# EXCERPT TO READ:
----
Hill in Dorset, England

Hardown Hill (207 metres, 679 feet high) is a hill between Ryall and Morcombelake in the county of Dorset, England. It rises west of the South Dorset Downs, close to the Dorset coast, and overlooks the Marshwood Vale to the north. Its prominence qualifies it as one of Dorset's four Marilyns and it is listed as one of the "top 12 Dorset views to take your breath away" by Dorset's official tourist website.

The hill lies about 6 kilometres west of Bridport and about 500 metres north of the A 35 road. It is not nearly as well known as its southern extremity, Golden Cap, which is a spectacular bluff on the coast, 2 kilometres to the south. From the top of the hill, which is owned by the National Trust, there are impressive views that take in Thorncombe Beacon, Chardown Hill, Quarry Hill and Langdon Hill.
----
# WHAT TO DO:
(A) How would you put this sentence from the Hardown Hill text into Spanish: "The hill lies about 6 kilometres west of Bridport and about 500 metres north of the A 35 road."?
(B) Can you continue the Hardown Hill text, starting right after its final sentence?

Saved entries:
----
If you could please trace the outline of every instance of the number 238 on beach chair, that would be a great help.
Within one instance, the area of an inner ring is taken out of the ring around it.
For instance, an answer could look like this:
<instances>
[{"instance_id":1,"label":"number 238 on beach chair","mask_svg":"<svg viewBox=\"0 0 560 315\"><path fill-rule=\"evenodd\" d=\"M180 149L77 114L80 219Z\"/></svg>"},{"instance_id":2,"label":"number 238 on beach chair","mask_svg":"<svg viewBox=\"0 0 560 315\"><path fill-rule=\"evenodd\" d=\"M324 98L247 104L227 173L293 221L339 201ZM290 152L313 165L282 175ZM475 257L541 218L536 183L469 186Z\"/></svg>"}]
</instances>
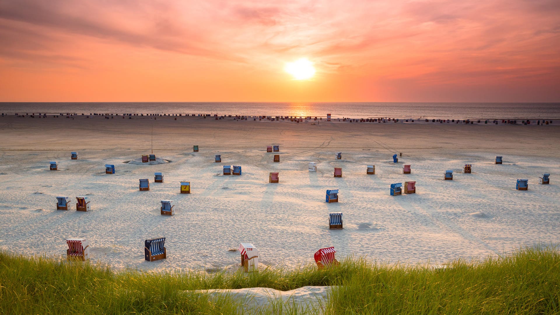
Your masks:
----
# ANSWERS BY ITEM:
(A) La colina se encuentra a unos 6 kilómetros al oeste de Bridport y a unos 500 metros al norte de la carretera A 35.

(B)
There is a group of ten barrows, mostly covered in gorse and bracken, about 300 metres north of the summit above the hamlet of Ryall. These barrows are thought to be of disc and bowl form, likely dating to the Bronze Age. Wyatt Wingrave excavated fifteen artefacts dating to the Early Middle Ages in 1916, which he interpreted as the associated objects of an early
Anglo-Saxon inhumation burial. No skeletal remains were found, and it is not clear which of the barrows was excavated. Vera Evison later reinterpreted the assemblage as a group of Anglo-Saxon burials that represented secondary interments in a Bronze Age barrow. A recent consideration of the context and a reclassification of the artefacts has cast doubts on the burial interpretation, and has instead interpreted the assemblage as a hoard.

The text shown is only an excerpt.